Scan the entries below for "point" and copy each line that holds it.

TASK INPUT START

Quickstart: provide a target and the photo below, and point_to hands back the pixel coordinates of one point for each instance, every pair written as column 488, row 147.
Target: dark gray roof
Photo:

TASK INPUT END
TASK INPUT START

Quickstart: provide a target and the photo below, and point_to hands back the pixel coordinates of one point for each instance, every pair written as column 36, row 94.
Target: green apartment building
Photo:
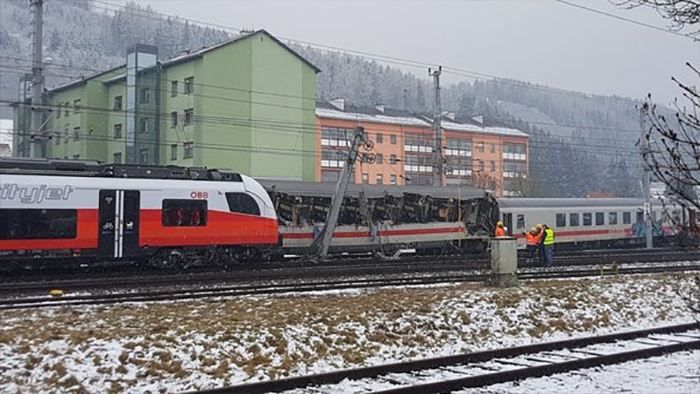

TASK INPUT END

» RESULT:
Quickstart: provide a target and the photo below, and point_to hands back the pixel coordinates of one point for each instance, every pair written as column 488, row 147.
Quickstart: provide a target and the photo below, and point_to hands back the pixel coordinates of one point for each instance, every pair written as column 36, row 94.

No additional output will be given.